### DESCRIPTION OF THE TASK
Print out every line, exactly as written.

### EXERCISE MATERIAL
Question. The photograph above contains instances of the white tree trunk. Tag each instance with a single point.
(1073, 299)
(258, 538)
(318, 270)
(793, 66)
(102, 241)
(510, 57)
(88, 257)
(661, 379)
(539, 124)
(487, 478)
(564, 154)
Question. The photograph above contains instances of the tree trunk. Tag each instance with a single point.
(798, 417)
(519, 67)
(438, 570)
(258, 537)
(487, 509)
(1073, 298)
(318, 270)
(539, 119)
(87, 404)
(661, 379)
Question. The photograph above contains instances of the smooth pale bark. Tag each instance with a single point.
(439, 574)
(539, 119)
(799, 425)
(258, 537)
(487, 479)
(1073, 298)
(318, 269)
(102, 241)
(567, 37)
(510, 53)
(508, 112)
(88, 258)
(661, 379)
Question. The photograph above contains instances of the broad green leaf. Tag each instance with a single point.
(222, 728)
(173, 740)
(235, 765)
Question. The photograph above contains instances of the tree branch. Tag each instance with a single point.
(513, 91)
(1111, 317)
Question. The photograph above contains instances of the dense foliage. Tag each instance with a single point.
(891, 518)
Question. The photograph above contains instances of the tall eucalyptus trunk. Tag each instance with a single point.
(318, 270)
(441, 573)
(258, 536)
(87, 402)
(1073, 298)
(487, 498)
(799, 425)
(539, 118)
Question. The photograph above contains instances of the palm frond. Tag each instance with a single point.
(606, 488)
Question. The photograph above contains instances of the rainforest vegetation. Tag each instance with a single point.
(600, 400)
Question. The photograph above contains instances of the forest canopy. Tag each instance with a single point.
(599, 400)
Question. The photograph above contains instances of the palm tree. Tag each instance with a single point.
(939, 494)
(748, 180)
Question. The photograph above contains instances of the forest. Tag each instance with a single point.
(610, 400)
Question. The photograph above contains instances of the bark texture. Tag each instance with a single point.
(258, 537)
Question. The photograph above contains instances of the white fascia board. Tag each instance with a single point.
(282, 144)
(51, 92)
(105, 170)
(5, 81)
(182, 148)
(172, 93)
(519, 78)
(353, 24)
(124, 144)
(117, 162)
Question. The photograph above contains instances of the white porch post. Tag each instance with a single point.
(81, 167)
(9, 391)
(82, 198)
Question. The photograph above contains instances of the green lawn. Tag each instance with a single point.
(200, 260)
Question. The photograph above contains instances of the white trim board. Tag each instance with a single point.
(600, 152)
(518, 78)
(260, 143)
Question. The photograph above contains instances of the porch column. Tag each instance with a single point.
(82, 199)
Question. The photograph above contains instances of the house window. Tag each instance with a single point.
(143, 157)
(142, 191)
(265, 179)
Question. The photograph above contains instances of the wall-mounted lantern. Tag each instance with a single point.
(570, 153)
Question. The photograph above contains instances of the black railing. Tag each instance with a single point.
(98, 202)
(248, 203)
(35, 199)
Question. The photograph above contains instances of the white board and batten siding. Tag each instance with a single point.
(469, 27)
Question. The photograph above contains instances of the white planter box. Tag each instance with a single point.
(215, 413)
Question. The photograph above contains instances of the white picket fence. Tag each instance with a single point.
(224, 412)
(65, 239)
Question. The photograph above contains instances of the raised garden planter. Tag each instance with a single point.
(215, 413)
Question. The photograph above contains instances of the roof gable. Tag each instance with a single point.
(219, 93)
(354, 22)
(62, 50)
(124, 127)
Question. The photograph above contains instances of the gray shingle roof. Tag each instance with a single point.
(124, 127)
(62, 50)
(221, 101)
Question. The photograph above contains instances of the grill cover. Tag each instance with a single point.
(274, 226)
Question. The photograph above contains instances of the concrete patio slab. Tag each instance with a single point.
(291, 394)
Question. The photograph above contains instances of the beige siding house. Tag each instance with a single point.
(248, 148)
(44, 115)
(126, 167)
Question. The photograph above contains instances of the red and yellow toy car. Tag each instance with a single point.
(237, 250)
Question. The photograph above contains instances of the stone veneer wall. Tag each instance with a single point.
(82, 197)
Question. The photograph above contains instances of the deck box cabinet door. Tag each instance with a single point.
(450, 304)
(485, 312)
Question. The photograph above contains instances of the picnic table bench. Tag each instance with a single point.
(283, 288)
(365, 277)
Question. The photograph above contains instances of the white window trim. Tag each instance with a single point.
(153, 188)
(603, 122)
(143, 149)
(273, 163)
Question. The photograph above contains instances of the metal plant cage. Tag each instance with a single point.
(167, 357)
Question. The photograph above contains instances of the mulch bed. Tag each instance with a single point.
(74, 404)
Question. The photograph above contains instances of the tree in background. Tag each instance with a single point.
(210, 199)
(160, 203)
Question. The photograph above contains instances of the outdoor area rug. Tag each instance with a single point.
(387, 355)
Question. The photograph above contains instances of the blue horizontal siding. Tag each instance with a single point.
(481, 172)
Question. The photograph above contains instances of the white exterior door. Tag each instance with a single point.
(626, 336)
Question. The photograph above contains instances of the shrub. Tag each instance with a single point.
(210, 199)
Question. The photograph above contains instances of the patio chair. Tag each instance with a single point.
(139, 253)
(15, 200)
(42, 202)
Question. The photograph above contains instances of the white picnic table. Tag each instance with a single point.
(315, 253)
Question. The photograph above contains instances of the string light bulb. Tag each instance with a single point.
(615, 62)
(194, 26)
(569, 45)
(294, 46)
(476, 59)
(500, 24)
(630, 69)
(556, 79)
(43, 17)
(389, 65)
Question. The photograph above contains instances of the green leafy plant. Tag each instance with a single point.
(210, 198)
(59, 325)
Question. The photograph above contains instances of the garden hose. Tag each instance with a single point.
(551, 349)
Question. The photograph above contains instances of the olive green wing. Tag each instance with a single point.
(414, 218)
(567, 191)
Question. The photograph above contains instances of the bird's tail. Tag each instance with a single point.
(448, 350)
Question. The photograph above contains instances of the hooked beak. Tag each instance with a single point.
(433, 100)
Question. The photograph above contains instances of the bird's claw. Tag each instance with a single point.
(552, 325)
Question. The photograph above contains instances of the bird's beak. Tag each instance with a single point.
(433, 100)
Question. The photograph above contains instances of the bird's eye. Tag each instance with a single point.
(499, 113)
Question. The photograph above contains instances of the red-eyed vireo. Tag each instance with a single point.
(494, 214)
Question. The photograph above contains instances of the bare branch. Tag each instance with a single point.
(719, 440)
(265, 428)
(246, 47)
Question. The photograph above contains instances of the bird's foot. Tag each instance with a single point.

### ANSWER FOR THIS EXERCISE
Question. The photograph above contains instances of the white tree trunk. Tag each instance with a single point.
(1073, 299)
(258, 538)
(318, 270)
(793, 66)
(102, 241)
(510, 57)
(88, 257)
(661, 379)
(539, 124)
(487, 478)
(564, 154)
Question. The photograph above contains instances of the tree trunk. Tag each instance with a single point.
(798, 417)
(519, 67)
(438, 570)
(258, 537)
(487, 509)
(1073, 298)
(318, 270)
(539, 119)
(87, 404)
(661, 379)
Question. The photograph above contains instances of the smooth pale bark. Tag each instance with a single point.
(439, 574)
(539, 119)
(799, 425)
(258, 537)
(487, 479)
(1073, 298)
(318, 269)
(102, 241)
(567, 37)
(510, 53)
(508, 112)
(88, 258)
(661, 379)
Question. The photograph above contains instances of the broad green leaf. Tag each instance with a single point.
(222, 728)
(173, 740)
(235, 765)
Question. The photograph above contains instances of the tree branch. Tag each instance with a single point.
(513, 91)
(1111, 317)
Question. The photograph above contains instances of the dense foliage. Tag each instance with a single point.
(891, 518)
Question. The photograph above contains instances of the tall eucalyptus trunk. Tag each instance with a single point.
(318, 270)
(441, 573)
(258, 536)
(87, 402)
(1073, 298)
(487, 498)
(799, 425)
(539, 118)
Question. The photograph above contains instances of the palm frond. Tag each instance with a single point.
(606, 488)
Question. The photograph above contains instances of the rainforest vegetation. Tag each instance with a single point.
(600, 400)
Question. The photograph above contains instances of the forest canopy. Tag each instance with a single point.
(599, 400)
Question. The photograph above contains instances of the palm tree. Tag each instance with a single point.
(939, 494)
(748, 180)
Question. The photograph above contains instances of the forest. Tag each instance with a single point.
(610, 400)
Question. The photograph above contains instances of the bark texture. Tag each instance with a single point.
(258, 537)
Question. The photograph above contains instances of the white fascia board. Tag each instance with a single point.
(282, 144)
(51, 92)
(105, 170)
(5, 81)
(182, 148)
(172, 93)
(519, 78)
(353, 24)
(124, 144)
(117, 162)
Question. The photograph above contains instances of the white porch post. Tag each instance with a single point.
(81, 167)
(9, 391)
(82, 198)
Question. The photograph above contains instances of the green lawn. Tag each instance with a single point.
(200, 260)
Question. The photograph above contains instances of the white trim board. Tag each instance with a single point.
(600, 152)
(518, 78)
(260, 143)
Question. The photograph above contains instances of the porch column. Tag each instance with a single point.
(82, 199)
Question. The photograph above contains instances of the house window. Tag each instance with a single point.
(143, 157)
(142, 191)
(265, 179)
Question. The photograph above contains instances of the wall-mounted lantern. Tag each instance with a single point.
(570, 153)
Question. The photograph above contains instances of the black railing. Tag each instance with a single point.
(98, 202)
(248, 203)
(35, 199)
Question. The photograph above contains instances of the white board and batten siding. Tag each instance with a single point.
(469, 27)
Question. The photograph above contains instances of the white planter box. Tag each instance with a single point.
(215, 413)
Question. The photograph above contains instances of the white picket fence. Tag each instance with a single point.
(224, 412)
(65, 239)
Question. The photograph above contains instances of the raised garden planter. Tag each instance with a single point.
(215, 413)
Question. The photograph above contains instances of the roof gable. Tag each instance with a single point.
(219, 93)
(354, 22)
(62, 50)
(124, 127)
Question. The photograph above contains instances of the gray shingle roof. Tag each instance with a single point.
(124, 127)
(62, 50)
(221, 101)
Question. The photograph above contains instances of the grill cover. Tag each instance with a single point.
(274, 226)
Question. The photograph above contains instances of the concrete patio slab. Tag each instance with a single point.
(291, 394)
Question. The photograph above contains instances of the beige siding house. Tag each instance with a single point.
(248, 148)
(44, 115)
(126, 167)
Question. The photograph above contains instances of the red and yellow toy car. Tag each instance with a single point.
(237, 250)
Question. The photograph above contains instances of the stone veneer wall. Tag each instance with a single point.
(82, 197)
Question. The photograph above contains instances of the deck box cabinet door. Tag each instance with a single point.
(450, 304)
(485, 312)
Question. The photograph above contains instances of the picnic table bench. Tag each instance with a single point.
(283, 288)
(365, 277)
Question. The photograph above contains instances of the white window trim. Tag each instance with a single point.
(153, 188)
(603, 122)
(143, 149)
(273, 163)
Question. The photograph above contains instances of the metal plant cage. Tag each instance with a single point.
(167, 357)
Question. The photograph above contains instances of the mulch bed. Tag each instance with a single point.
(74, 404)
Question. The photograph above contains instances of the tree in background. Tag each instance with a single point.
(210, 199)
(160, 203)
Question. The photograph above contains instances of the outdoor area rug. Tag each instance with a single point.
(387, 355)
Question. The photograph above contains instances of the blue horizontal siding. Tag each instance with a single point.
(481, 172)
Question. The photograph above contains instances of the white exterior door. Tag each instance with a single point.
(626, 336)
Question. The photograph above contains instances of the shrub. Tag each instance with a single point.
(210, 199)
Question. The photograph above contains instances of the patio chair. Tag each instance with a single point.
(139, 253)
(15, 200)
(42, 202)
Question. The photograph above contains instances of the white picnic table. Tag each instance with a single point.
(315, 253)
Question. The photograph above contains instances of the string light bulb. Tag each instance with a single point.
(615, 62)
(194, 26)
(569, 45)
(294, 46)
(476, 59)
(500, 24)
(630, 69)
(556, 79)
(43, 17)
(389, 65)
Question. The photograph above contains instances of the green leafy plant. Tag each instance with a single point.
(210, 198)
(59, 325)
Question. The photograph above contains instances of the garden hose. Tag each instance with a single point.
(551, 349)
Question. The photograph above contains instances of the olive green wing. Tag each instance with a single point.
(414, 218)
(567, 191)
Question. The photograph above contains instances of the bird's tail. Tag each instance with a single point.
(448, 350)
Question. The photograph above contains instances of the hooked beak. Tag each instance with a single point.
(433, 100)
Question. The photograph above contains instances of the bird's claw. Tag each instance with a single point.
(552, 325)
Question. The photograph above contains instances of the bird's beak. Tag each instance with a single point.
(433, 100)
Question. The photograph above contains instances of the bird's eye. Tag each instance with a single point.
(499, 113)
Question. The photograph above contains instances of the red-eyed vireo. Tag each instance with a single point.
(494, 214)
Question. The photograph above contains instances of the bare branch. Tag each instance with a single point.
(719, 440)
(265, 428)
(246, 47)
Question. The photograph above contains instances of the bird's foot. Tag each instance with a single point.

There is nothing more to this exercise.